### What this task involves
Print out the full material below, exact in every line, with no images included.
==== Dataset extract
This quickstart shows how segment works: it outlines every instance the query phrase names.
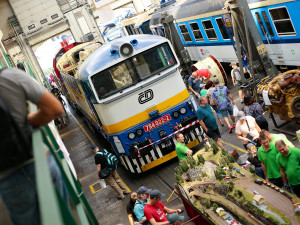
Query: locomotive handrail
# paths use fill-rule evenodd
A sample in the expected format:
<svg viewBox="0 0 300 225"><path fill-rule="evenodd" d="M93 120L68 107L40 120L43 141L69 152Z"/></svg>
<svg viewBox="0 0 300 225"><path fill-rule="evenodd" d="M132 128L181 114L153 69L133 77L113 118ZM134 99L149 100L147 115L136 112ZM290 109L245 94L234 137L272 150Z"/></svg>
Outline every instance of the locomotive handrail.
<svg viewBox="0 0 300 225"><path fill-rule="evenodd" d="M36 106L30 105L31 112L36 111ZM70 171L69 165L50 130L49 126L35 129L32 134L33 154L35 158L36 185L41 213L41 223L47 224L98 224L93 211L88 204L78 180ZM63 182L66 186L67 194L75 210L70 210L68 201L65 201L61 193L55 188L51 175L47 156L43 149L47 148L53 156ZM77 218L78 215L78 220Z"/></svg>

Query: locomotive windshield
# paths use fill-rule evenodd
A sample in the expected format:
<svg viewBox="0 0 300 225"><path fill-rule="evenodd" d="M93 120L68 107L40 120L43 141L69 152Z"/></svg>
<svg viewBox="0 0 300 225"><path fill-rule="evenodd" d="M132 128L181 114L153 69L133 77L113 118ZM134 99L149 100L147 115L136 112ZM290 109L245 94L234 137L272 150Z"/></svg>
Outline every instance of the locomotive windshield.
<svg viewBox="0 0 300 225"><path fill-rule="evenodd" d="M176 59L170 47L162 44L101 71L91 79L98 98L102 99L157 75L175 64Z"/></svg>

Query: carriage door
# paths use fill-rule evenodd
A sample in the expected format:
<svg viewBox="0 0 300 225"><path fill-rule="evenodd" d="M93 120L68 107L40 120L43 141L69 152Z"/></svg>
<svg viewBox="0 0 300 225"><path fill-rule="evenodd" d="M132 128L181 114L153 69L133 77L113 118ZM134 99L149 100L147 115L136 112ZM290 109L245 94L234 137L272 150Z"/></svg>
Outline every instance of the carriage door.
<svg viewBox="0 0 300 225"><path fill-rule="evenodd" d="M280 38L275 35L276 31L274 31L269 12L267 11L267 9L258 9L252 11L252 14L254 16L254 20L256 21L256 25L258 26L258 30L260 32L262 40L266 44L269 56L273 60L278 60L283 52L281 45L278 44L278 40Z"/></svg>

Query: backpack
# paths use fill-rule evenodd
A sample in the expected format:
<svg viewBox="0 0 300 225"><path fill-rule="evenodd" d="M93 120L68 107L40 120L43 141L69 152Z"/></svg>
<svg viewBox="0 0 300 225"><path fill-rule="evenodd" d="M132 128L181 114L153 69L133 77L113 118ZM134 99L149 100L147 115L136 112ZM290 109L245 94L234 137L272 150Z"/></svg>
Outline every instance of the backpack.
<svg viewBox="0 0 300 225"><path fill-rule="evenodd" d="M105 156L108 170L111 171L117 169L119 159L114 154L108 152L106 149L103 149L103 151L99 151L96 154Z"/></svg>
<svg viewBox="0 0 300 225"><path fill-rule="evenodd" d="M0 70L3 72L3 69ZM12 117L0 97L0 172L19 166L33 157L31 139Z"/></svg>
<svg viewBox="0 0 300 225"><path fill-rule="evenodd" d="M232 73L236 81L240 82L242 80L239 68L232 69Z"/></svg>
<svg viewBox="0 0 300 225"><path fill-rule="evenodd" d="M259 114L259 112L254 110L253 117L260 129L269 130L269 123L263 115Z"/></svg>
========
### Exercise solution
This quickstart shows how segment works: it outlines every instance the query phrase names.
Query: locomotive handrail
# paths use fill-rule evenodd
A sample in the expected format:
<svg viewBox="0 0 300 225"><path fill-rule="evenodd" d="M93 120L68 107L40 120L43 141L69 152Z"/></svg>
<svg viewBox="0 0 300 225"><path fill-rule="evenodd" d="M132 128L181 114L153 69L133 77L113 118ZM134 99L149 100L147 115L136 112ZM290 109L245 94L234 137L272 150Z"/></svg>
Outline every instance of the locomotive handrail.
<svg viewBox="0 0 300 225"><path fill-rule="evenodd" d="M36 106L30 105L31 112L36 111ZM70 171L69 165L50 130L49 126L35 129L32 134L33 154L35 158L36 185L41 213L41 223L47 224L98 224L93 211L88 204L78 180ZM63 182L66 186L67 194L75 210L70 210L68 201L65 201L61 193L55 188L51 175L47 156L43 149L47 148L53 156ZM77 218L78 215L78 220Z"/></svg>

Query: locomotive windshield
# paths use fill-rule evenodd
A sample in the expected format:
<svg viewBox="0 0 300 225"><path fill-rule="evenodd" d="M93 120L68 107L40 120L43 141L69 152Z"/></svg>
<svg viewBox="0 0 300 225"><path fill-rule="evenodd" d="M132 128L181 114L153 69L133 77L113 118ZM134 99L149 100L147 115L136 112ZM290 109L245 94L234 137L272 150Z"/></svg>
Outline every instance of the locomotive windshield.
<svg viewBox="0 0 300 225"><path fill-rule="evenodd" d="M176 59L170 47L162 44L101 71L91 79L98 98L102 99L157 75L175 64Z"/></svg>

Query: carriage door
# paths use fill-rule evenodd
A sample in the expected format:
<svg viewBox="0 0 300 225"><path fill-rule="evenodd" d="M93 120L68 107L40 120L43 141L69 152Z"/></svg>
<svg viewBox="0 0 300 225"><path fill-rule="evenodd" d="M132 128L181 114L153 69L133 77L113 118ZM134 99L149 100L147 115L136 112ZM290 109L245 94L234 137L272 150Z"/></svg>
Outline every instance of the carriage door.
<svg viewBox="0 0 300 225"><path fill-rule="evenodd" d="M280 38L275 35L276 31L274 31L269 12L267 11L267 9L258 9L252 11L252 14L254 16L254 20L256 21L256 25L258 26L258 30L260 32L262 40L266 44L269 56L273 60L278 60L283 52L281 45L278 44L278 40Z"/></svg>

Query: backpack
# paths use fill-rule evenodd
A sample in the expected format:
<svg viewBox="0 0 300 225"><path fill-rule="evenodd" d="M93 120L68 107L40 120L43 141L69 152Z"/></svg>
<svg viewBox="0 0 300 225"><path fill-rule="evenodd" d="M132 128L181 114L153 69L133 77L113 118ZM134 99L149 100L147 115L136 112ZM290 109L245 94L234 137L272 150Z"/></svg>
Outline every instance of the backpack.
<svg viewBox="0 0 300 225"><path fill-rule="evenodd" d="M105 156L108 170L111 171L117 169L119 159L114 154L108 152L106 149L103 149L103 151L99 151L96 154Z"/></svg>
<svg viewBox="0 0 300 225"><path fill-rule="evenodd" d="M0 70L3 72L3 69ZM12 117L0 97L0 172L19 166L33 157L31 139Z"/></svg>
<svg viewBox="0 0 300 225"><path fill-rule="evenodd" d="M232 73L236 81L240 82L242 80L239 68L232 69Z"/></svg>
<svg viewBox="0 0 300 225"><path fill-rule="evenodd" d="M259 114L259 112L254 110L253 117L260 129L269 130L269 123L263 115Z"/></svg>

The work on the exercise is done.